* **EXERCISE AIM**
Extract every line in the entries below that contains the string "target", with matching case. Copy each such line in full.

---------- DATA IN THIS EXERCISE ----------

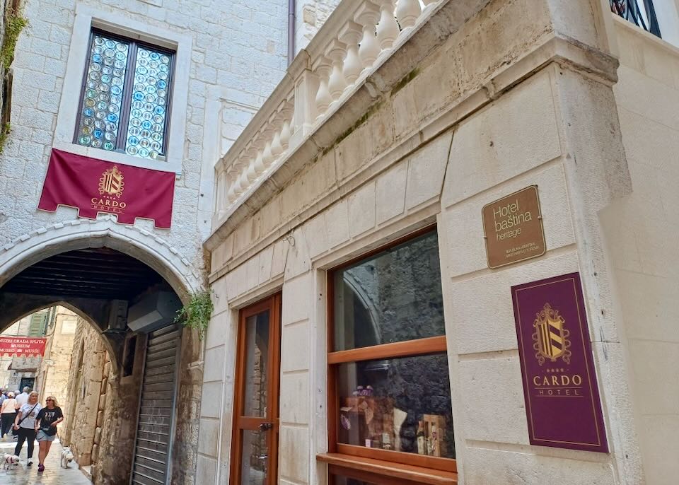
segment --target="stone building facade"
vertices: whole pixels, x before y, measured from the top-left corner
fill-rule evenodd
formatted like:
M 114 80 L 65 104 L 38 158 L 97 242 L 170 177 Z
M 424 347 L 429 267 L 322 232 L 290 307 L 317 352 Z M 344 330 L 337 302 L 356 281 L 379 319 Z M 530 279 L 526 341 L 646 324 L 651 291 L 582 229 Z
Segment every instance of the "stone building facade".
M 112 458 L 107 462 L 96 461 L 95 445 L 100 445 L 100 449 L 117 447 L 127 454 L 124 462 L 132 466 L 139 402 L 128 399 L 120 405 L 117 399 L 139 395 L 146 336 L 154 330 L 127 327 L 128 310 L 138 305 L 142 311 L 144 305 L 158 298 L 169 298 L 180 306 L 206 288 L 202 243 L 210 230 L 213 164 L 285 74 L 288 4 L 260 0 L 247 4 L 214 0 L 14 3 L 28 25 L 18 38 L 11 66 L 11 132 L 0 154 L 0 327 L 55 303 L 74 311 L 92 327 L 91 332 L 83 332 L 79 338 L 90 339 L 92 355 L 86 356 L 86 361 L 97 364 L 97 370 L 92 370 L 95 375 L 88 378 L 88 382 L 98 382 L 104 393 L 101 395 L 108 397 L 95 403 L 100 399 L 95 397 L 99 391 L 92 384 L 92 389 L 86 386 L 79 402 L 73 399 L 79 395 L 76 390 L 82 389 L 69 392 L 69 405 L 86 407 L 91 420 L 100 411 L 112 409 L 107 420 L 96 418 L 98 424 L 93 431 L 81 430 L 88 435 L 82 437 L 79 454 L 84 462 L 94 462 L 93 475 L 97 483 L 120 483 L 127 479 L 123 476 L 129 475 L 129 469 L 118 467 Z M 94 31 L 173 53 L 164 158 L 142 158 L 79 143 L 78 103 L 83 93 L 83 72 Z M 158 229 L 153 221 L 141 218 L 132 225 L 120 224 L 115 216 L 106 214 L 88 220 L 79 218 L 77 209 L 64 206 L 53 213 L 37 210 L 53 148 L 120 166 L 173 174 L 171 228 Z M 94 259 L 88 260 L 91 264 L 66 264 L 72 272 L 64 281 L 52 277 L 54 273 L 49 268 L 55 260 L 51 258 L 74 257 Z M 108 266 L 88 271 L 88 266 L 95 267 L 95 259 L 108 261 Z M 120 275 L 113 259 L 141 268 L 148 276 L 146 287 L 134 295 L 100 294 L 96 298 L 90 294 L 92 291 L 73 291 L 80 281 L 89 281 L 95 292 L 111 288 L 109 284 Z M 64 262 L 62 259 L 59 264 Z M 140 262 L 143 267 L 138 266 Z M 37 291 L 37 285 L 18 283 L 27 277 L 51 282 Z M 125 293 L 124 288 L 118 291 Z M 172 323 L 173 312 L 163 314 L 163 325 Z M 99 344 L 95 343 L 97 336 Z M 202 347 L 197 334 L 190 331 L 179 338 L 174 370 L 178 378 L 173 391 L 176 419 L 168 435 L 173 442 L 166 445 L 172 450 L 173 466 L 170 477 L 159 479 L 192 484 L 196 483 Z M 132 374 L 124 375 L 123 361 L 130 346 L 136 349 L 136 360 Z M 82 356 L 81 350 L 79 352 Z M 110 368 L 105 372 L 107 358 Z M 107 377 L 108 383 L 102 386 Z M 80 432 L 72 432 L 76 431 Z M 76 438 L 80 440 L 75 436 L 71 441 L 75 443 Z M 99 456 L 102 455 L 113 456 L 108 452 Z
M 201 408 L 199 481 L 247 468 L 233 461 L 251 433 L 233 411 L 250 355 L 238 336 L 279 294 L 279 414 L 260 428 L 278 443 L 272 482 L 673 483 L 678 6 L 653 2 L 660 39 L 605 1 L 417 3 L 341 2 L 216 166 L 203 393 L 219 397 Z M 489 267 L 482 208 L 533 185 L 545 253 Z M 344 356 L 328 348 L 328 275 L 424 228 L 439 242 L 448 474 L 362 460 L 373 443 L 343 453 L 329 436 L 330 361 Z M 574 272 L 607 452 L 529 438 L 511 288 Z
M 71 345 L 68 391 L 63 409 L 67 410 L 62 431 L 65 446 L 71 448 L 81 467 L 97 469 L 98 449 L 107 421 L 108 379 L 111 364 L 101 337 L 84 319 L 79 318 L 76 337 Z M 109 426 L 110 426 L 110 419 Z M 93 473 L 95 477 L 95 472 Z
M 69 401 L 69 379 L 78 316 L 59 306 L 54 308 L 51 316 L 52 320 L 47 325 L 45 355 L 35 375 L 35 390 L 42 400 L 54 396 L 63 406 Z

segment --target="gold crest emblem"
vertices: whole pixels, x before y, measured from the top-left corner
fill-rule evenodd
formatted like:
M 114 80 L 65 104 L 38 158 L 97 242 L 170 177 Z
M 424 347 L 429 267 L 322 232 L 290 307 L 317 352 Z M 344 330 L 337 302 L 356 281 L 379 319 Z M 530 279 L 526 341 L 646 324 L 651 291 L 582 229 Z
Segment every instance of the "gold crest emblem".
M 99 179 L 99 194 L 115 195 L 120 199 L 125 188 L 125 182 L 123 182 L 124 178 L 117 166 L 105 170 Z
M 536 351 L 535 358 L 542 366 L 547 358 L 556 362 L 559 357 L 566 363 L 571 363 L 571 342 L 568 337 L 570 332 L 564 328 L 566 321 L 549 303 L 535 314 L 533 323 L 535 333 L 533 334 L 535 342 L 533 348 Z

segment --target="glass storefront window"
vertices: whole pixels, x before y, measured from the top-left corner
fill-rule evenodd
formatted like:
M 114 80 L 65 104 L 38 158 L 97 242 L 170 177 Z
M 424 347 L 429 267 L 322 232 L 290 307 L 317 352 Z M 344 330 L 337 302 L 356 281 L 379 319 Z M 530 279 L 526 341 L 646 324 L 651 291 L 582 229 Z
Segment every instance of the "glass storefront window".
M 337 366 L 339 443 L 455 457 L 445 353 Z
M 335 351 L 445 334 L 436 232 L 335 271 L 333 288 Z
M 329 280 L 330 452 L 454 472 L 436 230 L 337 268 Z

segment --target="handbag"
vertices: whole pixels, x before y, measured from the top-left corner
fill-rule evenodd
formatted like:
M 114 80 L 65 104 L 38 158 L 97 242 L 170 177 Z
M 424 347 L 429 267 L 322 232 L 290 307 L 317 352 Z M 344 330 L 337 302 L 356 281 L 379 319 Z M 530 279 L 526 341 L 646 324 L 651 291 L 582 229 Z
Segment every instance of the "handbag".
M 36 407 L 37 407 L 37 404 L 38 404 L 38 403 L 35 403 L 35 405 L 33 406 L 33 407 L 30 409 L 30 411 L 29 411 L 28 413 L 25 416 L 23 416 L 23 418 L 21 418 L 21 419 L 19 420 L 19 422 L 16 423 L 16 426 L 21 426 L 21 423 L 23 422 L 23 420 L 25 419 L 26 418 L 28 418 L 29 416 L 30 416 L 30 414 L 31 414 L 32 412 L 33 412 L 33 409 L 35 409 Z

----------

* **SOLUTION FOR THIS EXERCISE**
segment --target="stone building facade"
segment --target="gold crest emblem"
segment --target="glass storefront window"
segment --target="handbag"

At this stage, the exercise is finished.